>> begin SUPPLIED DATA

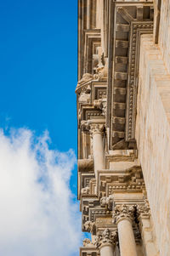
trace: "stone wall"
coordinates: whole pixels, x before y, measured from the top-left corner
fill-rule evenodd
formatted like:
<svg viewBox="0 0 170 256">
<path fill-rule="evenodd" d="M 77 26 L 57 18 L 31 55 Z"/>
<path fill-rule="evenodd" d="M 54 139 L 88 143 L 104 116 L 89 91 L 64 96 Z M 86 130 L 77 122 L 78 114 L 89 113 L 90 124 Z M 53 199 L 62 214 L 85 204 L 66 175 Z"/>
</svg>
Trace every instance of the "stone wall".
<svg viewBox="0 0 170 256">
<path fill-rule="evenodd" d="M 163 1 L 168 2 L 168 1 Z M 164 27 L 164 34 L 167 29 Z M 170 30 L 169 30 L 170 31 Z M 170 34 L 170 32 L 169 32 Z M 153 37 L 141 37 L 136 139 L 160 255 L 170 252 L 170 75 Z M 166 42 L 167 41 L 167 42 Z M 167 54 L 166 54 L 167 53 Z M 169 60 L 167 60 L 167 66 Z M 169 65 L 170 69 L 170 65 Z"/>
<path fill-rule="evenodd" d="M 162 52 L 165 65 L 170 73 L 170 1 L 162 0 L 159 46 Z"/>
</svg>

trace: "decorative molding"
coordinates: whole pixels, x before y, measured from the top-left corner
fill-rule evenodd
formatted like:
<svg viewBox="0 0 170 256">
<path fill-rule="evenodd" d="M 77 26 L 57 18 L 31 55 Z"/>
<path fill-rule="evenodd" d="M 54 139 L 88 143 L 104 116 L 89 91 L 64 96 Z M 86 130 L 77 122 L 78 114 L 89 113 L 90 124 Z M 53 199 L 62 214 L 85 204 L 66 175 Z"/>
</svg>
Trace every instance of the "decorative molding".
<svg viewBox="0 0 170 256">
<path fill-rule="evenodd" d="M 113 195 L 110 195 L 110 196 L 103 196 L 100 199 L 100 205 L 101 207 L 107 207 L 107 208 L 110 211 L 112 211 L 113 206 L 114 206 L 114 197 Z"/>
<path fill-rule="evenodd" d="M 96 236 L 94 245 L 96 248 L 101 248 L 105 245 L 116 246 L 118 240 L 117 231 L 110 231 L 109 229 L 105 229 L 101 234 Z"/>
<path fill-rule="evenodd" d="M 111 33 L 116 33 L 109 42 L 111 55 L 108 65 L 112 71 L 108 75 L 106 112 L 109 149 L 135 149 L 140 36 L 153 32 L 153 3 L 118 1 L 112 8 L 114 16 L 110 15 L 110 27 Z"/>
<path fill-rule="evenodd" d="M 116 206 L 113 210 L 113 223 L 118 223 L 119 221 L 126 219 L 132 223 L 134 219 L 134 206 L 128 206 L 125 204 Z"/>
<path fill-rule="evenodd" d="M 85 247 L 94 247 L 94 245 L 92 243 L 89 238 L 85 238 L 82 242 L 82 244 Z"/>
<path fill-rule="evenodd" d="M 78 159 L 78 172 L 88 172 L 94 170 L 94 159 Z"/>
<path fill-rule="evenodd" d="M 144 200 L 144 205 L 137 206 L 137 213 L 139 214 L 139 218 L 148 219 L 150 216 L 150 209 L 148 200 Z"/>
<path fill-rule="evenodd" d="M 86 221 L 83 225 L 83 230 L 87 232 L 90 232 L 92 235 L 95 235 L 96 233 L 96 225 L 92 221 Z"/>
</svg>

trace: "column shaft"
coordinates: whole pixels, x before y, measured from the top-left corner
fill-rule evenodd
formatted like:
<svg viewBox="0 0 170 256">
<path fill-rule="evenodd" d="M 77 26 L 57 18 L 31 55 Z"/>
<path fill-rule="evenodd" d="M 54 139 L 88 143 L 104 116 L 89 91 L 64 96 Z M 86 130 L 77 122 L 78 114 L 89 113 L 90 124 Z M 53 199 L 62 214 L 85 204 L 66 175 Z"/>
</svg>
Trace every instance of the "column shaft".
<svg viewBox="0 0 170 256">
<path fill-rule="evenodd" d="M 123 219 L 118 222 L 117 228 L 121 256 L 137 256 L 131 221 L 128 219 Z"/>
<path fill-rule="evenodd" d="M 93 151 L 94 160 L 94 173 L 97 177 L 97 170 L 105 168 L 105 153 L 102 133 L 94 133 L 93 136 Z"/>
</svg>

>> end SUPPLIED DATA

EXERCISE PROMPT: Please rewrite the lines from the first one through the line containing "163 1 L 168", both included, with their requests, rescaling every number in the answers (the viewBox sizes and outline coordinates) by 0.9 and rounding to whole numbers, halves up. Keep the numbers in the requests and their format samples unchanged, and leave the pictures out.

RIGHT ANSWER:
trace: "stone wall"
coordinates: whole pixels, x before y, measured from the top-left corner
fill-rule evenodd
formatted like:
<svg viewBox="0 0 170 256">
<path fill-rule="evenodd" d="M 77 26 L 57 18 L 31 55 Z"/>
<path fill-rule="evenodd" d="M 54 139 L 88 143 L 104 116 L 89 91 L 64 96 Z M 86 130 L 77 122 L 78 114 L 89 113 L 90 124 Z M 53 199 L 62 214 L 85 204 L 66 175 Z"/>
</svg>
Trace every instance of the "stone wall".
<svg viewBox="0 0 153 230">
<path fill-rule="evenodd" d="M 147 1 L 151 2 L 151 1 Z M 148 24 L 148 31 L 150 26 Z M 153 27 L 152 27 L 153 28 Z M 153 31 L 153 29 L 152 29 Z M 138 33 L 127 33 L 122 125 L 144 230 L 153 227 L 153 68 Z M 149 38 L 150 37 L 150 38 Z M 150 49 L 149 49 L 150 48 Z M 152 54 L 150 54 L 150 59 Z M 152 59 L 153 62 L 153 59 Z"/>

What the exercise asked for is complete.